◆ What you need to do
Based on the text about Colombia's 2026 presidential election, explain why Iván Cepeda leads the first-round poll but loses both likely runoff matchups. Answer in one to three sentences.

Colombians vote on 31 May 2026 to choose a successor to leftist president Gustavo Petro, who is constitutionally barred from a consecutive second term. Under Colombia's Article 190, a candidate wins outright in the first round only with more than 50% of valid votes; otherwise the top two go to a runoff (segunda vuelta) on 21 June 2026. The Registraduría Nacional del Estado Civil certified 14 candidates on 20 March 2026. The race is dominated by three figures: Iván Cepeda, the Historic Pact senator who won the October 2025 left-wing primary and offers continuity with Petro's program; Abelardo de la Espriella, a hard-right lawyer running with Defensores de la Patria as an anti-Petro outsider; and Paloma Valencia, the Centro Democrático senator backed by uribismo. Sergio Fajardo (centrist former Antioquia governor) has consistently polled in the high single digits, with Claudia López, Vicky Dávila, Juan Manuel Galán, Roy Barreras, David Luna, Juan Carlos Pinzón, Mauricio Cárdenas, Daniel Quintero, Juan Daniel Oviedo, Luis Gilberto Murillo and Gustavo Bolívar all polling at 1–4%. The most recent AtlasIntel poll for Semana (6–9 Apr 2026, n=3,616, MoE ±2%) puts first-round support at Cepeda 38.7%, De la Espriella 27.8%, Valencia 23.4%, Fajardo 5.1%. The same survey has Cepeda losing both plausible runoff matchups by 7–9 points as anti-Petro voters consolidate. Polymarket pricing (≈$23M volume) is close to a three-way coin flip between Cepeda, Valencia, and De la Espriella, with all other candidates priced below 1%.

◆ Dataset records
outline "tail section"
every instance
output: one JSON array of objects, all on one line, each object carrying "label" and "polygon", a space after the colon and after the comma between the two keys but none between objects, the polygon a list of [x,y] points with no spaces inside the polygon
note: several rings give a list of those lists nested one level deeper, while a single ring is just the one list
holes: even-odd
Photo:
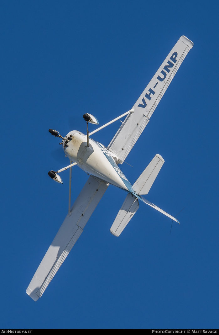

◆ Answer to this exercise
In the AtlasIntel poll, Cepeda leads the first round with 38.7%, but the same survey shows him losing both plausible runoff matchups by 7–9 points. The reason is that anti-Petro voters consolidate behind his opponent in a two-person race.